## Problem
Repeat the entries below exactly and in full.

···

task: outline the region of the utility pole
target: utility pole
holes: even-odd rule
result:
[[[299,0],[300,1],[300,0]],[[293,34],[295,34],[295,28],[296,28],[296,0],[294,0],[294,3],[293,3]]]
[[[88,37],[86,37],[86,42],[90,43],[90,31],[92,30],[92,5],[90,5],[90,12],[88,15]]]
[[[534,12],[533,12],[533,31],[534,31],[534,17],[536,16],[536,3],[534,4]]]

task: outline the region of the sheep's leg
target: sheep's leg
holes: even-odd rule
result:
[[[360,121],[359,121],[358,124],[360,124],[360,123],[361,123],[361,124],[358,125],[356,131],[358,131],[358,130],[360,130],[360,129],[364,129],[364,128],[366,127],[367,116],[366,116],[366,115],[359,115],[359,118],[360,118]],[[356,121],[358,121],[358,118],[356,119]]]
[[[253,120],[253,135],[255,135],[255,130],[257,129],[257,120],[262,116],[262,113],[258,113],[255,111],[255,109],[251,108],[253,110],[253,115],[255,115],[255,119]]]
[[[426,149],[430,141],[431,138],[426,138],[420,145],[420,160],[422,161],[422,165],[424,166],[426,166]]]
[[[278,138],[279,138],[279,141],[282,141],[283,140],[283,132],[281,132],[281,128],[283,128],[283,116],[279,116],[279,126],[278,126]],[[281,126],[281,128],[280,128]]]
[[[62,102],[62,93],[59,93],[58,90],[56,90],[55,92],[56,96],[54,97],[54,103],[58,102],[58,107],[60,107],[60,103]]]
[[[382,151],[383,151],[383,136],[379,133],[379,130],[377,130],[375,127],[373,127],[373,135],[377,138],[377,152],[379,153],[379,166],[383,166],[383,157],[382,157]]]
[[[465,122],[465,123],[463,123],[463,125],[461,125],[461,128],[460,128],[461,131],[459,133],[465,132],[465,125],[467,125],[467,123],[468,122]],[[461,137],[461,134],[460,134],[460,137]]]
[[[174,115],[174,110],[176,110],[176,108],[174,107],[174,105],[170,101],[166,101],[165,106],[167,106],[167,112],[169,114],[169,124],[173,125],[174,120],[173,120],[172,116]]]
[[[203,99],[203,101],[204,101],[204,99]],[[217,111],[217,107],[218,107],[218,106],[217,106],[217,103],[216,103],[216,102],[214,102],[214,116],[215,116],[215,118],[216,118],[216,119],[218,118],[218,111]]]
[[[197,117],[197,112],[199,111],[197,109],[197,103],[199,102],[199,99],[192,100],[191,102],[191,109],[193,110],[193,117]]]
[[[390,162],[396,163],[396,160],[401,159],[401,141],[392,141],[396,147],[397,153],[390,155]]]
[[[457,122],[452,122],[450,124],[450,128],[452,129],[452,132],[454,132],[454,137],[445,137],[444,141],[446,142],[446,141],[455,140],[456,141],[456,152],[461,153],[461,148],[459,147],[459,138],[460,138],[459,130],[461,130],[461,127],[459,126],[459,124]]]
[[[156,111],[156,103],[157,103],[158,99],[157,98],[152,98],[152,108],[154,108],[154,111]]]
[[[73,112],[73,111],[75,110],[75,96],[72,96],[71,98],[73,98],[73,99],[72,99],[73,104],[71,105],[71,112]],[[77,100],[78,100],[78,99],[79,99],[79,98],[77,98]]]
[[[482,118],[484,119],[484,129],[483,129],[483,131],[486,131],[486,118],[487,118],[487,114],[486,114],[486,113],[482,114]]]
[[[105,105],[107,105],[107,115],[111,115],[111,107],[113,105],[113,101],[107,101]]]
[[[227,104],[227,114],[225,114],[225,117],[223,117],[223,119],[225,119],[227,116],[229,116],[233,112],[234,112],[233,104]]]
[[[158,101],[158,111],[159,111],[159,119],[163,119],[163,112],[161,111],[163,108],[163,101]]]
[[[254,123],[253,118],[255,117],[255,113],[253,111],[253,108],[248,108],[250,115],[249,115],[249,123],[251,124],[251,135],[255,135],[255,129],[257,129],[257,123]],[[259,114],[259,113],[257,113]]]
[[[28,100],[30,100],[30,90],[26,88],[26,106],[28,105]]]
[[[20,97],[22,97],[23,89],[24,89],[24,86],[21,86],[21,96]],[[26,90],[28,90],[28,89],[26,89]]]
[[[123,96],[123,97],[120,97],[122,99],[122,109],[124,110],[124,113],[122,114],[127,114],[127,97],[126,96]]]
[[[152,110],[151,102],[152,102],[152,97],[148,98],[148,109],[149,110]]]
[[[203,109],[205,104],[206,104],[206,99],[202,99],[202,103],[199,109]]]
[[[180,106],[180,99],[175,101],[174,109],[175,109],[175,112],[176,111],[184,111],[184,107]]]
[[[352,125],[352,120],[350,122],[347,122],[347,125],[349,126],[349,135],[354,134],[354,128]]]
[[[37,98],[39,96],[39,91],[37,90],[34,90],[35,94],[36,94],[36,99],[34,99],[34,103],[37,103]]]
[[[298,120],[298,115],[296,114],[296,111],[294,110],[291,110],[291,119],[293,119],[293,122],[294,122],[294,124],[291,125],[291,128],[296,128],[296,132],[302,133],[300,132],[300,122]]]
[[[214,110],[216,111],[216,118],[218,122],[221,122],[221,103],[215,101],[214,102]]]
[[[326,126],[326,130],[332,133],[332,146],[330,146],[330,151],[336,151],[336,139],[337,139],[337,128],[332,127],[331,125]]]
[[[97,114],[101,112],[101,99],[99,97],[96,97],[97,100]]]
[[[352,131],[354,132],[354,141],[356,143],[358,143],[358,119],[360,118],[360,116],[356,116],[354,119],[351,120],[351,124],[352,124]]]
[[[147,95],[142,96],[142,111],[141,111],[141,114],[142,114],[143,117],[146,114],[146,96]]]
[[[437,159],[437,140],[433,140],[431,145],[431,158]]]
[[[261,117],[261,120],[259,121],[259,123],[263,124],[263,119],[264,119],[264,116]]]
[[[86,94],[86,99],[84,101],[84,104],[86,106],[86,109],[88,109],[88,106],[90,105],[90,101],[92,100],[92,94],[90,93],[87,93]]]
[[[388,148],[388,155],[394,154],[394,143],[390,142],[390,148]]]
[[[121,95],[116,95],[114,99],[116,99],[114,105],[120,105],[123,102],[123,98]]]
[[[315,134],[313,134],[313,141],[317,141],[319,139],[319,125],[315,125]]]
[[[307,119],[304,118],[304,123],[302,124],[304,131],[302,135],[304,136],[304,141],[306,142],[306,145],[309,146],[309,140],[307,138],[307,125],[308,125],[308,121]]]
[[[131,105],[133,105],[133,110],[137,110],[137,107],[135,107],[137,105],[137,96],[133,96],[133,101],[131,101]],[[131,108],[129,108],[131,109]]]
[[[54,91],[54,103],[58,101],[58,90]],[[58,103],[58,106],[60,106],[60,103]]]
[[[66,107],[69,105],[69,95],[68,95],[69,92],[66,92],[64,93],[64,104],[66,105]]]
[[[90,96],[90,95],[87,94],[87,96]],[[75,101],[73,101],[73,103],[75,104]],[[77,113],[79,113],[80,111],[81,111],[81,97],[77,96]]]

···

## Exercise answer
task: outline the region of the utility pole
target: utility pole
holes: even-odd rule
result:
[[[299,0],[300,1],[300,0]],[[293,34],[295,34],[295,28],[296,28],[296,0],[294,0],[294,3],[293,3]]]
[[[88,37],[86,37],[86,42],[90,43],[90,31],[92,30],[92,5],[90,5],[90,12],[88,15]]]
[[[534,12],[533,12],[533,31],[534,31],[534,17],[536,16],[536,3],[534,4]]]

task: outline the region of the sheep's leg
target: sheep's leg
holes: even-odd rule
result:
[[[360,121],[359,121],[358,124],[360,124],[360,123],[361,123],[361,124],[358,125],[356,131],[358,131],[358,130],[360,130],[360,129],[364,129],[364,128],[366,127],[367,116],[366,116],[366,115],[359,115],[359,118],[360,118]],[[356,121],[358,121],[358,118],[356,119]]]
[[[253,120],[253,135],[255,135],[255,130],[257,129],[257,120],[262,116],[262,113],[258,113],[255,111],[255,109],[251,108],[253,110],[253,115],[255,115],[255,119]]]
[[[426,149],[430,141],[431,138],[426,138],[420,145],[420,160],[422,161],[422,165],[424,166],[426,166]]]
[[[278,138],[279,138],[279,141],[282,141],[283,140],[283,132],[281,132],[281,128],[283,128],[283,116],[279,116],[279,126],[278,126]],[[281,126],[281,128],[280,128]]]
[[[62,102],[62,93],[59,93],[58,90],[56,90],[55,92],[56,96],[54,97],[54,103],[58,102],[58,107],[60,107],[60,103]]]
[[[382,151],[383,151],[383,136],[379,133],[379,130],[377,130],[375,127],[373,127],[373,135],[377,138],[377,152],[379,153],[379,166],[383,166],[383,157],[382,157]]]
[[[465,122],[465,123],[463,123],[463,125],[461,125],[461,128],[460,128],[461,131],[459,133],[465,132],[465,125],[467,125],[467,123],[468,122]],[[461,137],[461,134],[460,134],[460,137]]]
[[[174,115],[174,110],[176,110],[176,108],[174,107],[174,105],[170,101],[166,101],[165,106],[167,106],[167,112],[169,114],[169,124],[173,125],[174,120],[173,120],[172,116]]]
[[[203,99],[203,101],[204,101],[204,99]],[[217,111],[217,107],[218,107],[218,106],[217,106],[217,103],[216,103],[216,102],[214,102],[214,116],[215,116],[215,118],[216,118],[216,119],[218,118],[218,111]]]
[[[197,117],[197,112],[199,111],[197,109],[197,103],[199,102],[199,99],[192,100],[191,102],[191,109],[193,110],[193,117]]]
[[[390,162],[396,163],[396,160],[401,159],[401,141],[392,141],[396,147],[397,153],[390,155]]]
[[[457,122],[452,122],[450,124],[450,128],[452,129],[452,132],[454,132],[454,137],[445,137],[444,141],[446,142],[446,141],[455,140],[456,141],[456,152],[461,153],[461,148],[459,147],[459,138],[460,138],[459,130],[461,130],[461,127],[459,126],[459,124]]]
[[[156,111],[156,103],[157,103],[158,99],[157,98],[152,98],[152,108],[154,108],[154,111]]]
[[[73,112],[73,111],[75,110],[75,96],[72,96],[71,98],[73,98],[73,99],[72,99],[73,104],[71,105],[71,112]],[[77,100],[78,100],[78,99],[79,99],[79,98],[77,98]]]
[[[482,118],[484,119],[484,129],[483,129],[483,131],[486,131],[486,118],[487,118],[487,114],[486,114],[486,113],[482,114]]]
[[[105,105],[107,105],[107,115],[111,115],[111,107],[113,105],[113,101],[107,101]]]
[[[227,104],[227,114],[225,114],[225,117],[223,117],[223,119],[225,119],[227,116],[229,116],[233,112],[234,112],[233,104]]]
[[[158,101],[158,111],[159,111],[159,119],[163,119],[163,112],[161,111],[163,108],[163,101]]]
[[[254,123],[253,118],[255,117],[255,113],[253,111],[253,108],[248,108],[250,115],[249,115],[249,123],[251,124],[251,135],[255,135],[255,129],[257,129],[257,123]],[[259,114],[259,113],[257,113]]]
[[[28,100],[30,100],[30,90],[26,88],[26,106],[28,105]]]
[[[20,97],[22,97],[23,89],[24,89],[24,86],[21,86],[21,96]],[[26,90],[28,90],[28,89],[26,89]]]
[[[123,96],[123,97],[120,97],[122,99],[122,109],[124,110],[124,113],[122,114],[127,114],[127,97],[126,96]]]
[[[152,110],[151,102],[152,102],[152,97],[148,98],[148,109],[149,110]]]
[[[203,109],[205,104],[206,104],[206,99],[202,99],[202,103],[199,109]]]
[[[180,106],[180,99],[175,101],[174,109],[175,109],[175,112],[176,111],[184,111],[184,107]]]
[[[352,125],[352,120],[350,122],[347,122],[347,125],[349,126],[349,135],[354,134],[354,128]]]
[[[37,98],[39,96],[39,91],[37,90],[34,90],[35,94],[36,94],[36,99],[34,99],[34,103],[37,103]]]
[[[298,120],[298,115],[296,114],[296,111],[294,110],[291,110],[291,119],[293,119],[293,122],[294,122],[294,124],[291,125],[291,128],[296,128],[296,132],[302,133],[300,132],[300,122]]]
[[[214,110],[216,111],[216,118],[218,122],[221,122],[221,103],[215,101],[214,102]]]
[[[326,126],[326,130],[332,133],[332,146],[330,146],[330,151],[336,151],[336,139],[337,139],[337,128],[332,127],[331,125]]]
[[[97,114],[101,112],[101,99],[99,97],[96,97],[97,100]]]
[[[352,131],[354,132],[354,141],[356,143],[358,143],[358,119],[360,118],[360,116],[356,116],[354,119],[351,120],[351,124],[352,124]]]
[[[147,95],[142,96],[142,111],[141,111],[141,114],[142,114],[143,117],[146,114],[146,96]]]
[[[437,159],[437,140],[433,140],[431,145],[431,158]]]
[[[261,117],[261,120],[259,121],[259,123],[263,124],[263,119],[264,119],[264,116]]]
[[[86,94],[86,99],[84,101],[84,104],[86,106],[86,109],[88,109],[88,106],[90,105],[90,101],[92,100],[92,94],[90,93],[87,93]]]
[[[388,148],[388,155],[394,154],[394,143],[390,142],[390,148]]]
[[[121,95],[116,95],[114,99],[116,99],[114,105],[120,105],[123,102],[123,98]]]
[[[315,134],[313,134],[313,141],[317,141],[319,139],[319,125],[315,125]]]
[[[307,119],[304,118],[304,123],[302,124],[304,131],[302,135],[304,136],[304,141],[306,142],[306,145],[309,146],[309,140],[307,138],[307,125],[308,125],[308,121]]]
[[[131,105],[133,105],[133,110],[137,110],[137,107],[135,107],[137,105],[137,96],[133,96],[133,101],[131,101]],[[131,108],[129,108],[131,109]]]
[[[54,91],[54,103],[58,101],[58,90]],[[58,103],[58,106],[60,106],[60,103]]]
[[[66,107],[69,105],[69,95],[68,95],[69,92],[66,92],[64,93],[64,104],[66,105]]]
[[[90,96],[90,95],[87,94],[87,96]],[[75,101],[73,101],[73,103],[75,104]],[[77,113],[79,113],[80,111],[81,111],[81,97],[77,96]]]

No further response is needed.